Texte |

_ _ _ _ _ _ _

Cet investissement n’a pas pris les mêmes formes qu’en Amérique du Nord (Smith, 2005b ; Rayside, 2008). Aux États-Unis, la volonté de quelques juristes d’utiliser leur expertise professionnelle en faveur des droits des gais et des lesbiennes a conduit ceux-ci à fonder des associations spécifiques. Par exemple, interpellé par une petite annonce cherchant un avocat gai et influencé par l’expérience du Legal Defense and Educational Fund de la National Association for the Advancement of Colored People (NAACP), l’avocat Bill Thom fonda en 1972 l’association Lambda, dont la litigation constitue la principale activité (Andersen, 2004 : 1-3). À l’inverse, en Belgique, en France et en Espagne, ces juristes militants ont préféré rejoindre les associations qui existaient. Celles-ci ont rapidement mis leurs compétences à profit, d’autant plus que les revendications relatives à la protection juridique des couples de même sexe apparaissaient comme essentiellement juridiques. Certains ont par ailleurs préféré rester à la marge de ces associations, se cantonnant (du moins dans un premier temps) dans la position d’avocats de celles-ci. D’autres ont également déployé des formes de lobbying au sein d’associations de juristes (syndicat de la magistrature, collèges professionnels, etc.).

Pour comprendre l’émergence de la revendication du mariage, il paraît intéressant de s’interroger sur les motivations de cet engagement et sur ses effets sur le processus de revendication. D’une part, comme l’indique l’avocat italien Stefano Fabeni, fondateur du Center of Research and Legal Comparative Studies on Sexual Orientation and Gender Identity (CERSGOSIG), ces juristes posent souvent un lien direct entre maîtrise du droit et changements politique et social. La lutte est donc placée d’emblée dans une perspective juridique. Selon Stefano Fabeni (2005 : 4),

dans les pays dans lesquels le débat légal n’est pas développé, et où les réformes législatives sont faibles ou inexistantes, la circulation des informations juridiques, la promotion d’événements juridiques et l’échange d’expériences entre experts à l’échelle internationale sont des éléments centraux pour combattre la discrimination basée sur l’orientation sexuelle et l’identité de genre.

_ _ _ _ _ _ _

Entrées stockées d'une collection |
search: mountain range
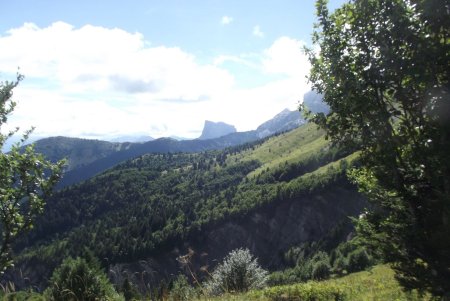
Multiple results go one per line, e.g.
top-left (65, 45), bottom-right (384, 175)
top-left (5, 120), bottom-right (366, 292)
top-left (35, 105), bottom-right (305, 188)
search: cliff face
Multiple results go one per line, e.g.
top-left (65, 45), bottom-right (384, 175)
top-left (109, 184), bottom-right (365, 291)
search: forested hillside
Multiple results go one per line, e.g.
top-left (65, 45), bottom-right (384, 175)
top-left (10, 124), bottom-right (363, 285)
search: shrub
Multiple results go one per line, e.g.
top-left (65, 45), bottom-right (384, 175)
top-left (45, 257), bottom-right (123, 301)
top-left (311, 260), bottom-right (331, 280)
top-left (205, 249), bottom-right (268, 295)
top-left (169, 275), bottom-right (195, 301)
top-left (348, 248), bottom-right (373, 272)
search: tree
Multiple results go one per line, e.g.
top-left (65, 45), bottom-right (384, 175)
top-left (206, 249), bottom-right (268, 295)
top-left (0, 75), bottom-right (64, 273)
top-left (44, 257), bottom-right (123, 301)
top-left (309, 0), bottom-right (450, 295)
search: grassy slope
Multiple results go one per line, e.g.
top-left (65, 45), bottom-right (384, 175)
top-left (198, 265), bottom-right (430, 301)
top-left (227, 124), bottom-right (328, 177)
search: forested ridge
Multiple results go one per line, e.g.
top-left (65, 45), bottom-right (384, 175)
top-left (9, 124), bottom-right (355, 286)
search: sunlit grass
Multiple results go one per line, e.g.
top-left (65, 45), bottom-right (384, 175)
top-left (198, 265), bottom-right (431, 301)
top-left (227, 124), bottom-right (328, 177)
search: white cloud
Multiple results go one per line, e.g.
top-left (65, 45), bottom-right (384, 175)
top-left (263, 37), bottom-right (310, 77)
top-left (0, 22), bottom-right (309, 138)
top-left (253, 25), bottom-right (264, 38)
top-left (220, 16), bottom-right (233, 25)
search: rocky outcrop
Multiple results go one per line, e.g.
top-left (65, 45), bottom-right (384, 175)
top-left (110, 185), bottom-right (365, 291)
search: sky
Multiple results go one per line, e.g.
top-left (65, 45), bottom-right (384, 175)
top-left (0, 0), bottom-right (345, 140)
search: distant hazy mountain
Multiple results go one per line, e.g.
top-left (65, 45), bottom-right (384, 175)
top-left (198, 120), bottom-right (236, 140)
top-left (256, 109), bottom-right (305, 138)
top-left (109, 135), bottom-right (155, 143)
top-left (303, 91), bottom-right (330, 114)
top-left (30, 137), bottom-right (131, 171)
top-left (30, 110), bottom-right (304, 187)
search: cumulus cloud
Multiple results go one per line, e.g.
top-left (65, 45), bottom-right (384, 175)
top-left (220, 16), bottom-right (233, 25)
top-left (0, 22), bottom-right (309, 138)
top-left (263, 37), bottom-right (310, 77)
top-left (253, 25), bottom-right (264, 38)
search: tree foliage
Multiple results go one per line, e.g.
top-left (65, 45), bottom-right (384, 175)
top-left (309, 0), bottom-right (450, 295)
top-left (0, 75), bottom-right (64, 271)
top-left (45, 257), bottom-right (123, 301)
top-left (206, 249), bottom-right (268, 295)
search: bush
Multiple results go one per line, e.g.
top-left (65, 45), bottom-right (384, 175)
top-left (348, 248), bottom-right (373, 272)
top-left (169, 275), bottom-right (195, 301)
top-left (205, 249), bottom-right (268, 295)
top-left (311, 260), bottom-right (331, 280)
top-left (45, 257), bottom-right (123, 301)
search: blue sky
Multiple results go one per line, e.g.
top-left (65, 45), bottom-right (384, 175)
top-left (0, 0), bottom-right (344, 139)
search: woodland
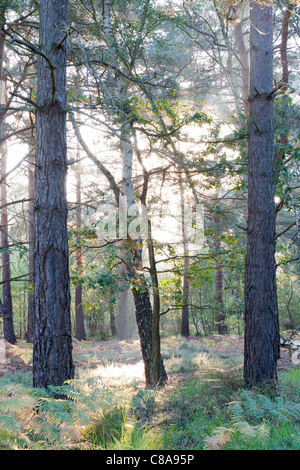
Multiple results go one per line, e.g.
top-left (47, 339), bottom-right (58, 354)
top-left (0, 0), bottom-right (300, 454)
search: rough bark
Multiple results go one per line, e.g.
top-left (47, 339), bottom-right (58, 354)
top-left (33, 0), bottom-right (74, 388)
top-left (109, 301), bottom-right (117, 336)
top-left (244, 2), bottom-right (279, 387)
top-left (75, 154), bottom-right (86, 341)
top-left (180, 178), bottom-right (190, 338)
top-left (0, 12), bottom-right (16, 344)
top-left (234, 11), bottom-right (250, 114)
top-left (27, 119), bottom-right (35, 343)
top-left (117, 243), bottom-right (129, 341)
top-left (0, 140), bottom-right (16, 344)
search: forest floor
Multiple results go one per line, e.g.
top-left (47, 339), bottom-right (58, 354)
top-left (0, 335), bottom-right (293, 384)
top-left (0, 335), bottom-right (300, 450)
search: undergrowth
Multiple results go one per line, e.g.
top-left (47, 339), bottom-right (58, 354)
top-left (0, 341), bottom-right (300, 450)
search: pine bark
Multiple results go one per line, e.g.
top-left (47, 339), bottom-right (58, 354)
top-left (244, 2), bottom-right (279, 387)
top-left (0, 11), bottom-right (16, 344)
top-left (75, 155), bottom-right (86, 341)
top-left (27, 123), bottom-right (35, 343)
top-left (33, 0), bottom-right (74, 388)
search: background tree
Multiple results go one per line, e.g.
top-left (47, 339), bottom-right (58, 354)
top-left (244, 2), bottom-right (279, 386)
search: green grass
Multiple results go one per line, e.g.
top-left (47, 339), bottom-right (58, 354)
top-left (0, 340), bottom-right (300, 450)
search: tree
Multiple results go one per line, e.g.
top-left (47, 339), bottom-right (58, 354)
top-left (244, 2), bottom-right (279, 387)
top-left (75, 142), bottom-right (86, 341)
top-left (33, 0), bottom-right (74, 388)
top-left (0, 3), bottom-right (16, 344)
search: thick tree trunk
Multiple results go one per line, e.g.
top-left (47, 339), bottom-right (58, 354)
top-left (33, 0), bottom-right (74, 388)
top-left (244, 2), bottom-right (279, 387)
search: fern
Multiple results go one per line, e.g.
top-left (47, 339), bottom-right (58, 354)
top-left (237, 390), bottom-right (300, 423)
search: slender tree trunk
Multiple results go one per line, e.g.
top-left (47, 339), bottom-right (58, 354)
top-left (109, 301), bottom-right (117, 336)
top-left (103, 0), bottom-right (162, 386)
top-left (33, 0), bottom-right (74, 388)
top-left (75, 154), bottom-right (86, 341)
top-left (213, 191), bottom-right (228, 335)
top-left (27, 119), bottom-right (35, 343)
top-left (180, 177), bottom-right (190, 338)
top-left (0, 15), bottom-right (16, 344)
top-left (117, 242), bottom-right (129, 341)
top-left (234, 12), bottom-right (250, 115)
top-left (244, 2), bottom-right (279, 387)
top-left (0, 140), bottom-right (16, 344)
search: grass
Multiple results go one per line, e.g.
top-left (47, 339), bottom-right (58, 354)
top-left (0, 338), bottom-right (300, 450)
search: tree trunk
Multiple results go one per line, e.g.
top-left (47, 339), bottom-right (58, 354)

_ _ _ _ _ _ _

Énoncé détaillé | Recopiez mot pour mot, s'il vous plaît, le passage du texte sur l'engagement des juristes qui va de « dans les pays » à « l’identité de genre. ».

Réponse attendue |
dans les pays dans lesquels le débat légal n’est pas développé, et où les réformes législatives sont faibles ou inexistantes, la circulation des informations juridiques, la promotion d’événements juridiques et l’échange d’expériences entre experts à l’échelle internationale sont des éléments centraux pour combattre la discrimination basée sur l’orientation sexuelle et l’identité de genre.